* TASK GOAL: Substitute "clipped hedge" for "trimmed hedge" in the records from the line containing "Tag the decorative" through the end of the records, and write out only those lines with everything else left the same.

-- start of SUPPLIED MATERIAL --

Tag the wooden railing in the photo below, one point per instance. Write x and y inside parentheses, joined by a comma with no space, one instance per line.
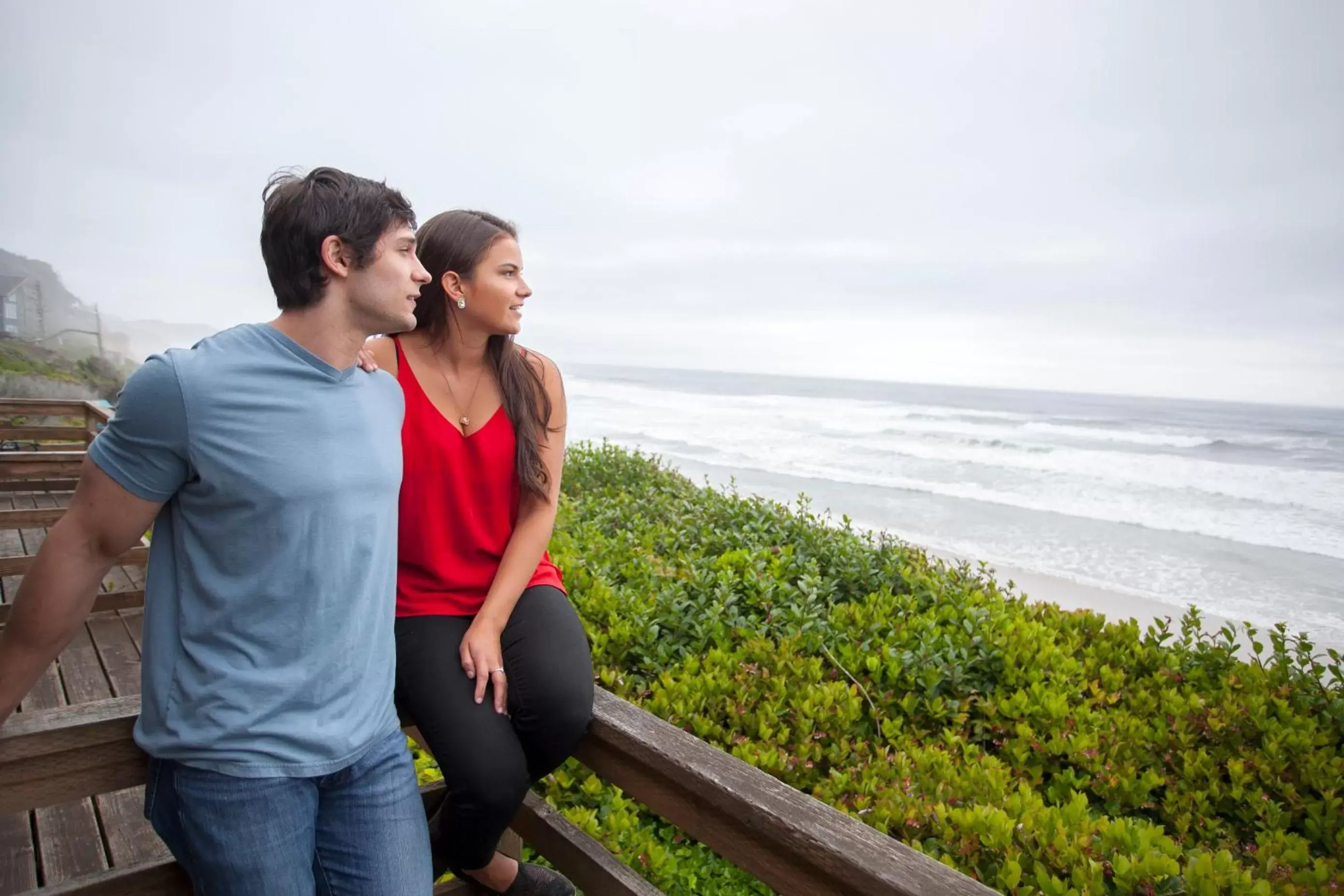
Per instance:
(785,839)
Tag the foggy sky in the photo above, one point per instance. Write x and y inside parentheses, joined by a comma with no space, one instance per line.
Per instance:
(1140,198)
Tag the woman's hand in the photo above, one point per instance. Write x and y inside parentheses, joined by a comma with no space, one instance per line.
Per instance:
(483,660)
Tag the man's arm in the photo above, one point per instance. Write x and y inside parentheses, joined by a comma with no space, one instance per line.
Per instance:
(102,522)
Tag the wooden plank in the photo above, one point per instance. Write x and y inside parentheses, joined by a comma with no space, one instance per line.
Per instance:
(131,839)
(38,485)
(42,407)
(69,840)
(10,546)
(104,602)
(151,879)
(580,857)
(18,852)
(81,671)
(69,844)
(28,519)
(49,757)
(788,840)
(18,859)
(34,465)
(43,433)
(135,620)
(96,418)
(21,565)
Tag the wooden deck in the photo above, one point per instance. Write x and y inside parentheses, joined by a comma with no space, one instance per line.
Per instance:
(57,844)
(70,796)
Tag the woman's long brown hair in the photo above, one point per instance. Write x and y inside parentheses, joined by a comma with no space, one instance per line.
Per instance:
(457,241)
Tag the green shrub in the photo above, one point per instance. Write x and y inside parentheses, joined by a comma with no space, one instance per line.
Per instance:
(1038,750)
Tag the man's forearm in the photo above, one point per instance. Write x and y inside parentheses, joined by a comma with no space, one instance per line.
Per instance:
(54,598)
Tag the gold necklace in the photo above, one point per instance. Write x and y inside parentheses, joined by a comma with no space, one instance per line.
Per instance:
(464,420)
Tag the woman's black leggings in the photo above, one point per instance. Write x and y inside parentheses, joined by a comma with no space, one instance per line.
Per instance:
(491,761)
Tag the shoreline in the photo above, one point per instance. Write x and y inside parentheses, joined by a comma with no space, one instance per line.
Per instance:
(1115,605)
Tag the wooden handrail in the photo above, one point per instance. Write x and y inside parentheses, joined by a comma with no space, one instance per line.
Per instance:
(42,406)
(791,841)
(123,600)
(42,433)
(30,519)
(21,565)
(31,465)
(96,417)
(784,837)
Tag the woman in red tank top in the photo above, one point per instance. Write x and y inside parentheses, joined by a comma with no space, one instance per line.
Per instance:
(492,661)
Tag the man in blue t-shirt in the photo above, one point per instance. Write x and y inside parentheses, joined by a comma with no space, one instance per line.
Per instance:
(269,466)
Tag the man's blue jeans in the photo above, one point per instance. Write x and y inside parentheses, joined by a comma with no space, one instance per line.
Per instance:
(358,832)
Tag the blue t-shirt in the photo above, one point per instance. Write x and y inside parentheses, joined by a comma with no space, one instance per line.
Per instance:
(272,579)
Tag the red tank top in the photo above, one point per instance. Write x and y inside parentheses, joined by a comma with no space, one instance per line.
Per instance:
(459,505)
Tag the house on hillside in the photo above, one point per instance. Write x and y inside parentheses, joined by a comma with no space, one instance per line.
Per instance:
(21,308)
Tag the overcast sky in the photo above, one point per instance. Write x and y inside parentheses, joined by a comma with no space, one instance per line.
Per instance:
(1124,196)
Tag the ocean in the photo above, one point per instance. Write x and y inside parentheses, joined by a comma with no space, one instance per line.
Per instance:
(1234,508)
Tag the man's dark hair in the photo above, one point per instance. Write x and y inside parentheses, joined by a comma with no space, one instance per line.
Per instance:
(302,211)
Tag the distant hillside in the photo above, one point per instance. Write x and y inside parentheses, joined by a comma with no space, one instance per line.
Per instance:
(124,340)
(30,371)
(148,337)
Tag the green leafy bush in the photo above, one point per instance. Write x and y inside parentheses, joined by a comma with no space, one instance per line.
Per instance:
(1036,750)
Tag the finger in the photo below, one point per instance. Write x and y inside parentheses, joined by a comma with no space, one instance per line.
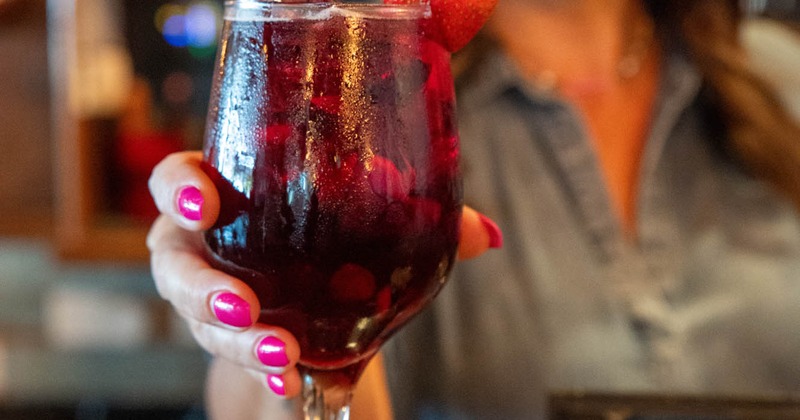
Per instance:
(183,191)
(263,348)
(196,290)
(284,385)
(478,234)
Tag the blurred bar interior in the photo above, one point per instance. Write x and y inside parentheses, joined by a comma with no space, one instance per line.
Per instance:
(94,93)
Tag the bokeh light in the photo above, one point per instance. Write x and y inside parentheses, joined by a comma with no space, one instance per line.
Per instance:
(194,25)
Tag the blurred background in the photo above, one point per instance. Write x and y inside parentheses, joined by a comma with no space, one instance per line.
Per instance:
(92,94)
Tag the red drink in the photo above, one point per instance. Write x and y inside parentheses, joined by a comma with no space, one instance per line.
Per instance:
(333,144)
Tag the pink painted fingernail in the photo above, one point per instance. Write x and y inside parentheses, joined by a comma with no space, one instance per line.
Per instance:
(275,383)
(495,234)
(272,352)
(190,203)
(232,310)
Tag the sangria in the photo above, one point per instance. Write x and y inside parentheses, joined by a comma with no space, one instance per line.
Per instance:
(332,140)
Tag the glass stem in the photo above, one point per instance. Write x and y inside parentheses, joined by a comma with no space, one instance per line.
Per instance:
(324,397)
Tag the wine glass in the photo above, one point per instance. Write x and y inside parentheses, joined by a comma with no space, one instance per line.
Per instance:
(332,140)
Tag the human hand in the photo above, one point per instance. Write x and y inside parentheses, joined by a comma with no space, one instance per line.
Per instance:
(221,310)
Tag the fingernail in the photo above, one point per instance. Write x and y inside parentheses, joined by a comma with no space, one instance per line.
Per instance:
(232,310)
(495,234)
(272,352)
(275,383)
(190,203)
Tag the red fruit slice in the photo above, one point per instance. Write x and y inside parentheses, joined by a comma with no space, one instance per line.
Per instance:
(352,283)
(460,20)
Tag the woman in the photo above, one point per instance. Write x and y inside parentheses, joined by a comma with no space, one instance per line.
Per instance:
(647,184)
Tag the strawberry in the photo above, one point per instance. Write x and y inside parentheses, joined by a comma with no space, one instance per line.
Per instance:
(457,21)
(460,20)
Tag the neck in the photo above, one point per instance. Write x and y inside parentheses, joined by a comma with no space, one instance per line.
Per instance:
(576,44)
(591,52)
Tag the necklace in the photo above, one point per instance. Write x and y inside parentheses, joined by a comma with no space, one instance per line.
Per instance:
(640,37)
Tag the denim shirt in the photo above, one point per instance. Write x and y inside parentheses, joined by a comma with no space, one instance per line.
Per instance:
(706,300)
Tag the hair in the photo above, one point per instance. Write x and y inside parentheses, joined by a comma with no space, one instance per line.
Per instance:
(761,135)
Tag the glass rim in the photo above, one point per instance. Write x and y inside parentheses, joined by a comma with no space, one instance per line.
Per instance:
(323,3)
(292,9)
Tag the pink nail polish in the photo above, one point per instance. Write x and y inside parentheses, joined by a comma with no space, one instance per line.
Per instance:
(495,234)
(232,310)
(275,383)
(272,352)
(190,203)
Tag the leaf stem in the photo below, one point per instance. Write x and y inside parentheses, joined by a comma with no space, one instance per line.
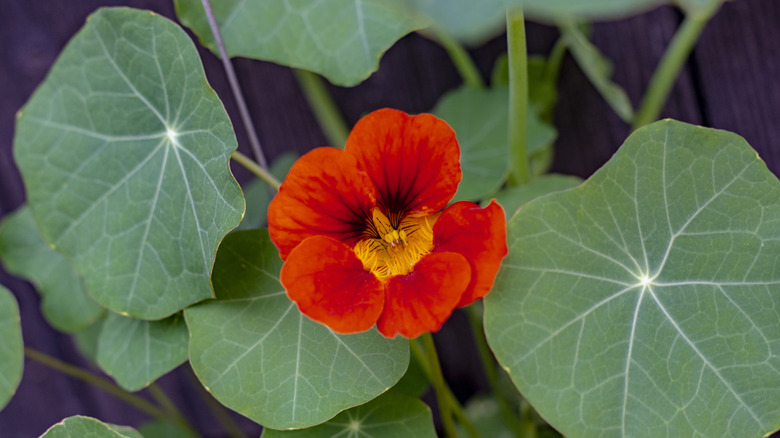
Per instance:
(437,379)
(325,109)
(216,408)
(174,413)
(489,365)
(460,57)
(235,87)
(85,376)
(518,95)
(255,168)
(671,63)
(418,353)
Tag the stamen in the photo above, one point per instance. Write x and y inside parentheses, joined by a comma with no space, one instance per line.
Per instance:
(394,251)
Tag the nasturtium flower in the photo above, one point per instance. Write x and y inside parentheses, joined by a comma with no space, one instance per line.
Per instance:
(366,237)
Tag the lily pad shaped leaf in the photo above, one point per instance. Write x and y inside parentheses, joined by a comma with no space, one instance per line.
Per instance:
(64,300)
(11,347)
(136,352)
(258,355)
(340,39)
(646,301)
(124,153)
(391,415)
(88,427)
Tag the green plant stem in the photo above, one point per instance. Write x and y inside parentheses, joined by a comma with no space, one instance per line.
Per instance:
(254,141)
(489,364)
(669,68)
(255,168)
(437,379)
(174,414)
(518,95)
(460,57)
(325,109)
(457,409)
(217,409)
(85,376)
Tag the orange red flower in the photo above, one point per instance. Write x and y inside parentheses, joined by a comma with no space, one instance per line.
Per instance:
(366,237)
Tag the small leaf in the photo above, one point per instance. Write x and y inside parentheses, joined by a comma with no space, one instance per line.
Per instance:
(64,301)
(598,70)
(124,151)
(137,352)
(258,355)
(258,195)
(86,340)
(340,39)
(391,415)
(163,429)
(480,118)
(512,198)
(11,347)
(645,300)
(87,427)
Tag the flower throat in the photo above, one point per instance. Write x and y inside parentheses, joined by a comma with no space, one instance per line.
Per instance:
(388,251)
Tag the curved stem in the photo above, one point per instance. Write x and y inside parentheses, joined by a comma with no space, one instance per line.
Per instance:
(489,365)
(437,379)
(457,410)
(255,168)
(234,86)
(325,109)
(518,95)
(85,376)
(173,412)
(217,409)
(669,68)
(460,57)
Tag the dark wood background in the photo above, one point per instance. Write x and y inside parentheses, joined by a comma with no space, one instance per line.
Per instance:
(732,82)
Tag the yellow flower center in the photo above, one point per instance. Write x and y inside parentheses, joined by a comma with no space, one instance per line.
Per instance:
(387,250)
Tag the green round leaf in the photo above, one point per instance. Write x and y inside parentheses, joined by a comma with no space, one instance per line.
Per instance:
(64,301)
(88,427)
(136,352)
(11,347)
(340,39)
(514,197)
(644,302)
(124,152)
(480,118)
(391,415)
(592,9)
(258,194)
(261,357)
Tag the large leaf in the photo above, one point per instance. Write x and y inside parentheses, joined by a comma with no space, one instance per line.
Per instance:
(11,347)
(64,300)
(261,357)
(480,118)
(392,415)
(124,152)
(136,352)
(645,302)
(258,194)
(340,39)
(88,427)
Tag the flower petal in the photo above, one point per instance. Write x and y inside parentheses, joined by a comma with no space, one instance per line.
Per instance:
(479,234)
(328,282)
(422,300)
(323,194)
(414,161)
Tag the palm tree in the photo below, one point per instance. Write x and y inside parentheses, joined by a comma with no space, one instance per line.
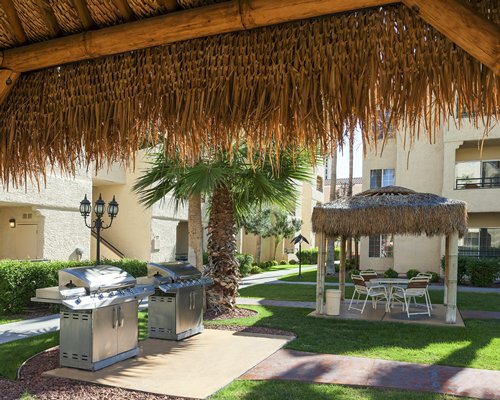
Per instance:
(234,184)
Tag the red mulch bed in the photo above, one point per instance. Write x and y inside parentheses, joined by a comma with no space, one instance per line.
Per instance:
(50,388)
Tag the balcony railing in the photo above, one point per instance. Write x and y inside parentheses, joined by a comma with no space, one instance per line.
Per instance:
(479,253)
(477,183)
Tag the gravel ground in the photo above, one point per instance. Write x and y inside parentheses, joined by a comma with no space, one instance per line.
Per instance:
(49,388)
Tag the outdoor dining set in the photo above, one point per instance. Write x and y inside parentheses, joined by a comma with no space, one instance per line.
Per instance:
(392,290)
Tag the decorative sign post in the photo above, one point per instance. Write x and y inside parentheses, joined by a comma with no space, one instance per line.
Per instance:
(298,240)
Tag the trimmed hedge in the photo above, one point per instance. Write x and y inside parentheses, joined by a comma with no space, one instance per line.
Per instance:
(480,272)
(20,279)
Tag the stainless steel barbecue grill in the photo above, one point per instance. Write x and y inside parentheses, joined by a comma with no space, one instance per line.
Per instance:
(176,308)
(98,315)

-- end of SUPPLIED MATERIAL --

* RESPONSE BELOW:
Tag the decorative sign post in the photo above, one point per instance. Write x and y inside parentheses, joined by a comma with no space, one instance per line.
Per instance:
(298,240)
Tag the clipped hedge in the photo above, one point per instance. Write x and y inside parentheses, joined by a comma with no space, one instance per line.
Per instance:
(480,272)
(20,279)
Tag the stainless steel barbecue grill in the photo above, one point per instance. Write x and y inside parentheses, joined by a comma with no space, one instance per line.
Per instance:
(176,308)
(98,315)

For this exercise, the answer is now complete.